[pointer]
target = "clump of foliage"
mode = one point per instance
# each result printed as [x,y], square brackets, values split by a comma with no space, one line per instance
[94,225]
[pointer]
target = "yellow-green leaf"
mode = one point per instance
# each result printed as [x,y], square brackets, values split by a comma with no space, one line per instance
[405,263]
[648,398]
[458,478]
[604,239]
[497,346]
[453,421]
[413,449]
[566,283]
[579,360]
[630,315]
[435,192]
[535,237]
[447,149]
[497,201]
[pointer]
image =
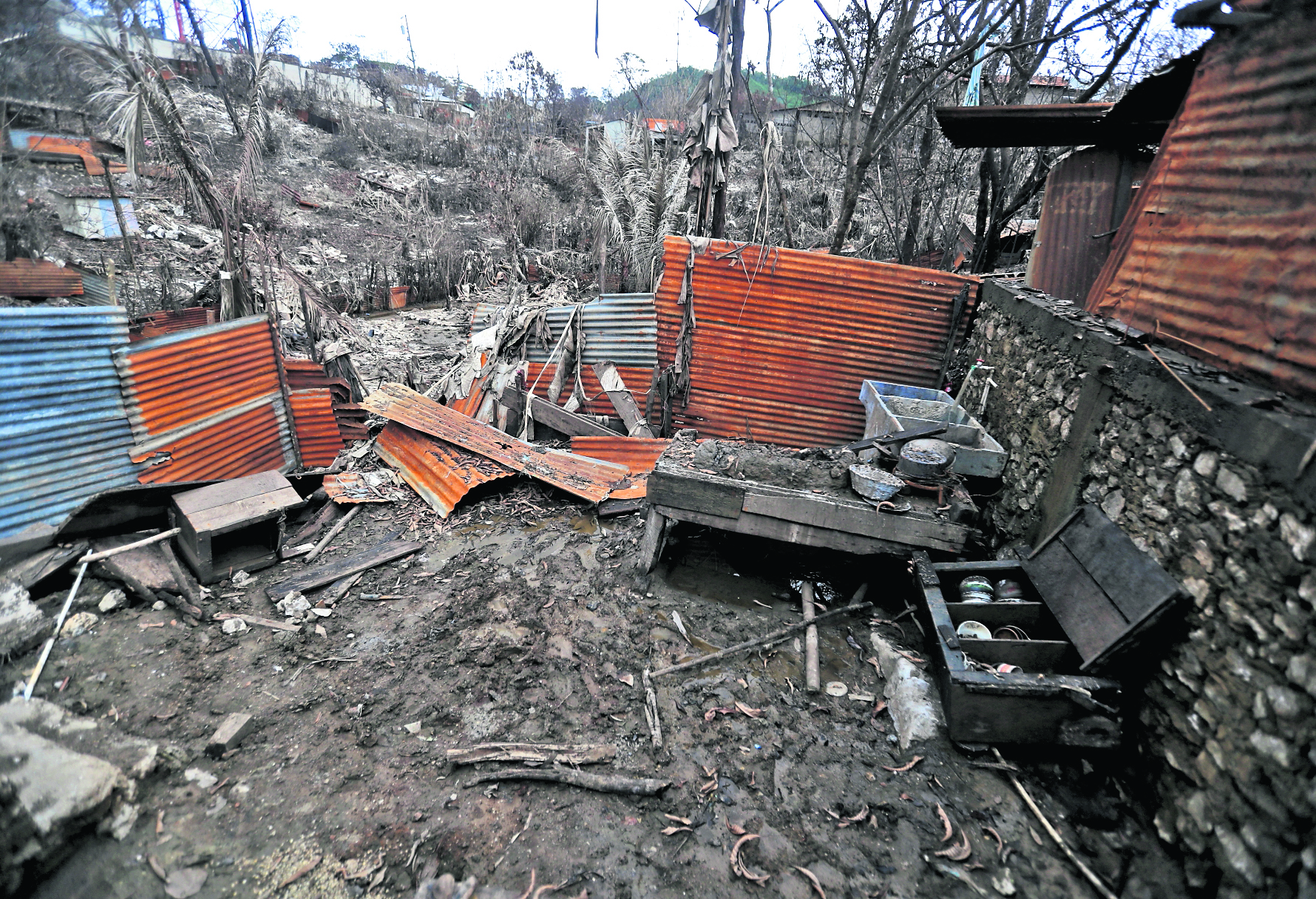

● ● ● ● ● ● ●

Write out every line of the rows above again, requests included, with 124 added to each x and y coordinate in the point answers. Leave the pictures out.

[pointer]
target = "clump of foliage"
mode = one point per instance
# each result printed as [x,y], square brackets, values split by a comma with no space, one line per instance
[218,349]
[pointer]
target = "yellow-green leaf"
mode = one point per instance
# each result printed as [x,y], square brackets, values split by a comma with no space, one line per instance
[529,387]
[772,522]
[582,602]
[728,363]
[621,470]
[577,545]
[537,573]
[690,407]
[703,484]
[754,439]
[559,316]
[659,361]
[571,273]
[621,325]
[pointer]
image =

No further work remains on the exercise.